#### Page excerpt
###

As the pandemic restrictions lift I find myself spending long, beautiful Saturdays with loved ones, connecting through elbows bumps and cautious hugs. Through conversations with friends, I’m reminded that I’m defined by my closeness to God who lives within me. My love for myself is my spirituality and connection to Her. My ability to seek and notice beauty is compelled by my closeness to myself and therefore to Her.
Viewing myself from this perspective allows me to grow closer to God daily, even when I don’t realize it. The ways my body and God carry me through the pandemic shows me a new way of knowing Her. After months of being away from Church, I return and am able to fall right back into place, as though right at home. I thought I would cry, but I didn’t. I felt no different than it had at Church months ago, before the pandemic. My faith didn’t stray because I was away from the Church; rather, I grew closer to myself, and therefore to God with each day spent in solitude.
I make myself strong, pushing myself to stretch further each day I do yoga. The same poses slowly becoming easier, my breath stronger and more controlled, synchronizing with my movements. One day, I go to my cousins’ house, easily lift their two-year-old to rest on my hip, and realize how strong I’ve become. My YouTube yoga practice matters more than ever when she wraps her tiny arms around my neck.

###

#### Given information
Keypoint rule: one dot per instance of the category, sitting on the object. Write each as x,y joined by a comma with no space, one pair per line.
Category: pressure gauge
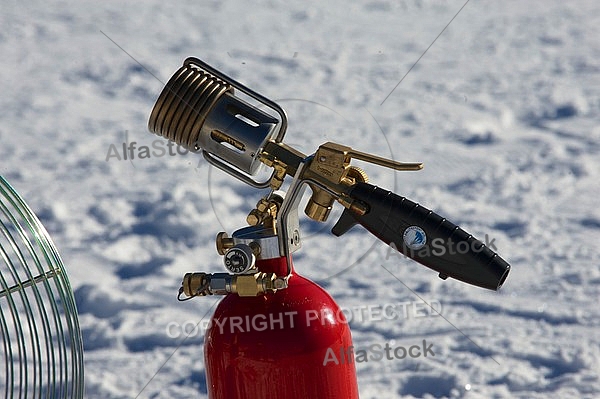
239,259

###

#### To do
[A] In the reflection on faith during the pandemic, what does the writer lift onto their hip at the cousins' house?
[B] In the reflection on faith during the pandemic, rewrite the passage from "Viewing myself from" up to and including "spent in solitude.", putting "stillness" in place of "solitude".
[C] Extend the reflection on faith during the pandemic, picking up after its last sentence.

#### Outputs for the tasks
[A] The cousins' two-year-old.

[B]
Viewing myself from this perspective allows me to grow closer to God daily, even when I don’t realize it. The ways my body and God carry me through the pandemic shows me a new way of knowing Her. After months of being away from Church, I return and am able to fall right back into place, as though right at home. I thought I would cry, but I didn’t. I felt no different than it had at Church months ago, before the pandemic. My faith didn’t stray because I was away from the Church; rather, I grew closer to myself, and therefore to God with each day spent in stillness.

[C]
I memorize an unexpected Taylor Swift album as soft, hazy, and unique as the summer it’s born from. Late one Thursday night, I paint my nails hot pink and disappear for a long weekend. I’m less anxious than I used to be; the antidepressants I started in the spring are doing their job. At work, the women compliment my summer wardrobe, hug me consistently, and thank me for the work that I do. They surprise me with a cake to celebrate my anniversary of working there, even though none of them knew me back then.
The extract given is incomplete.